In the UVue text, how often can one person use the free 30-second spot check?

- **Text block**
--- START ---
UVue
UV visualization booth — shows beachgoers where sunscreen is applied (and where it isn’t) using a mirror-based UV camera system powered entirely by sunlight.
Concept
A freestanding photo-booth-style kiosk at beaches, resorts, and public pools. Uses a two-way mirror with an OLED display behind it to overlay UV absorption data directly onto the user’s reflection. Sunscreen-covered skin appears dark under UV; missed spots glow bright.
The booth doesn’t add UV exposure — it visualizes what the sun is already doing.
Revenue Model
| Tier | Description |
|---|---|
| Free | 30-second spot check (rate-limited via face detection, 1/person/day) |
| $5 | 5-minute full scan + UV forecast projection |
| $0.25/min | Overtime after paid session |
| $30 | Summer pass — unlimited scans, UWB auto-activation |
Sunscreen vending (single-use packets) at the booth for impulse purchase after seeing gaps.
Channels
- Pay-per-use public booths — operated at beaches, boardwalks
- Wholesale to hospitality — turnkey units for resorts, water parks, cruise ships, public pools ($2-5k/unit)
- Sponsored/grant-funded — public health deployments via health departments, dermatology orgs, sunscreen brand sponsorships
Prior Art
- Sunscreenr (Voxelight, Chapel Hill NC) — handheld UV camera, Shark Tank S8. Deal with Kevin O’Leary fell through. Never shipped to most Kickstarter backers. Out of business by 2022. Failed on manufacturing/sourcing, not demand.
--- END ---
Data records:
--- START ---
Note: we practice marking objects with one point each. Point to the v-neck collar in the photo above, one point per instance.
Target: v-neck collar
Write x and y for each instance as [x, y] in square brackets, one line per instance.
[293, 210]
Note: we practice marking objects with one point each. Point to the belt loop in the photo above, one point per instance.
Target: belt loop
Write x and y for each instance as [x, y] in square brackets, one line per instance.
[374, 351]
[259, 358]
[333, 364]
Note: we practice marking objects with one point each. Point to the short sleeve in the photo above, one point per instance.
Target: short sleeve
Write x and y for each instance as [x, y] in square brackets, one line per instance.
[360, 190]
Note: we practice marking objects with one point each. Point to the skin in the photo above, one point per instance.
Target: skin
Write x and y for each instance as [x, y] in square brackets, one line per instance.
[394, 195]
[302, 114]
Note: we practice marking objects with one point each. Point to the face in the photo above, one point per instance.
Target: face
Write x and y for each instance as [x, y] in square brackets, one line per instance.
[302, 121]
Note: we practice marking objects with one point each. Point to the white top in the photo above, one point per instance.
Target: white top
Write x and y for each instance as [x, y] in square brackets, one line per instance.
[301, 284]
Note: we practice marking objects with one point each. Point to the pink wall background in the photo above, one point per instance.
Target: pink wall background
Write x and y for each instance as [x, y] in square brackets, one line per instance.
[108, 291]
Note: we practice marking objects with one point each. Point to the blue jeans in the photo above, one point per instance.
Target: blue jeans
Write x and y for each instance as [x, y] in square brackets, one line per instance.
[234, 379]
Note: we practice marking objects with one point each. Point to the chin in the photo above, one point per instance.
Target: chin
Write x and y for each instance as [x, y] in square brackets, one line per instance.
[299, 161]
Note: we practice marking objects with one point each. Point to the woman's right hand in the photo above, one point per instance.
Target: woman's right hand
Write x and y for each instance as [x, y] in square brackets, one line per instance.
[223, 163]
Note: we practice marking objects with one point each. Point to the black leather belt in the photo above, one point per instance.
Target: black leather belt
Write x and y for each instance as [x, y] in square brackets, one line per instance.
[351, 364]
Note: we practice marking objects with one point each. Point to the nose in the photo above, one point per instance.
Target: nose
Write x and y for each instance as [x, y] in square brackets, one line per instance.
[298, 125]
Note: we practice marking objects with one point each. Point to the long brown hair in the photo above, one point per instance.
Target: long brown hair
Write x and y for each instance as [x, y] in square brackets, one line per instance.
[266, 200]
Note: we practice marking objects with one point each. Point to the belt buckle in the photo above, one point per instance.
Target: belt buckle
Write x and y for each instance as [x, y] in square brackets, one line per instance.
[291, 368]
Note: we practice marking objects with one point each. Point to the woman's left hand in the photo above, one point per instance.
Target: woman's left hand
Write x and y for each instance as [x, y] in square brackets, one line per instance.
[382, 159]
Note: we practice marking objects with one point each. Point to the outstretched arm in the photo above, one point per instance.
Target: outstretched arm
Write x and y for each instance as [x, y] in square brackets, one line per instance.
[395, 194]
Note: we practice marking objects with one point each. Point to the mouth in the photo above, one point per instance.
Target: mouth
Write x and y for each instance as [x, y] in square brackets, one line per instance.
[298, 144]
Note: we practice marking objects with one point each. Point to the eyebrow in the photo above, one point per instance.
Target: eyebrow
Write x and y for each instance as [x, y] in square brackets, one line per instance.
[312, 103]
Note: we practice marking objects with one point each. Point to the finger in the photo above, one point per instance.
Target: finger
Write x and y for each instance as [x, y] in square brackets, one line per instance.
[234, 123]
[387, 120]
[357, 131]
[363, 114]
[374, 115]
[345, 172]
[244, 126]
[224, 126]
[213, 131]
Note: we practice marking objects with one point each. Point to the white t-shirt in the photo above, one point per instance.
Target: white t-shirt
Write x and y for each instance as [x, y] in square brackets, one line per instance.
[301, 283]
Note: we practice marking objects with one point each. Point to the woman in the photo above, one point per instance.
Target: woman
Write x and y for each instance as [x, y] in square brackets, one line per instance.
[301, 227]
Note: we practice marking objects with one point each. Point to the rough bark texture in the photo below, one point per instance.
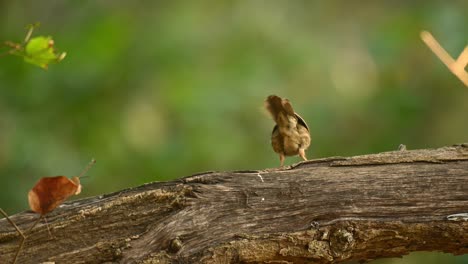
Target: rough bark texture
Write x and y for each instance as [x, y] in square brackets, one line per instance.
[322, 211]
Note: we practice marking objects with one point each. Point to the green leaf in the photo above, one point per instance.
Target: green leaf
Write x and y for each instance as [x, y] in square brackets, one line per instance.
[40, 51]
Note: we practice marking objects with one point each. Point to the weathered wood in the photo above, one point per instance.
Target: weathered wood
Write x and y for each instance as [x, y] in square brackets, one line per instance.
[323, 211]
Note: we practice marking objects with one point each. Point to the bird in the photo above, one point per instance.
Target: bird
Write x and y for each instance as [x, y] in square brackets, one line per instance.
[290, 135]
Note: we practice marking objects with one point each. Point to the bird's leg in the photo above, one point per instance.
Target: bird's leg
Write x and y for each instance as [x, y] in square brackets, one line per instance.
[302, 154]
[47, 225]
[281, 160]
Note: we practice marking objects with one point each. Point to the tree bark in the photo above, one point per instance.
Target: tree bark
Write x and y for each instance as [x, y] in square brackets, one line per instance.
[322, 211]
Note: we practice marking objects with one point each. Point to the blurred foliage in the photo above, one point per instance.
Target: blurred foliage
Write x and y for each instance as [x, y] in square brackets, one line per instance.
[158, 90]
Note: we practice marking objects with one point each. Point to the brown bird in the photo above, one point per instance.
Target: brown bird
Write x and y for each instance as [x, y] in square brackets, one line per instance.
[290, 135]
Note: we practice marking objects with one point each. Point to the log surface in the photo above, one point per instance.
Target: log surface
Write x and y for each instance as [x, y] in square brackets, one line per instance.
[328, 210]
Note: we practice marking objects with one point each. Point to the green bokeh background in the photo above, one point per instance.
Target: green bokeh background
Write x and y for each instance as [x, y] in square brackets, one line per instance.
[157, 90]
--- END ---
- **Response**
Once per person per day, limited through face detection.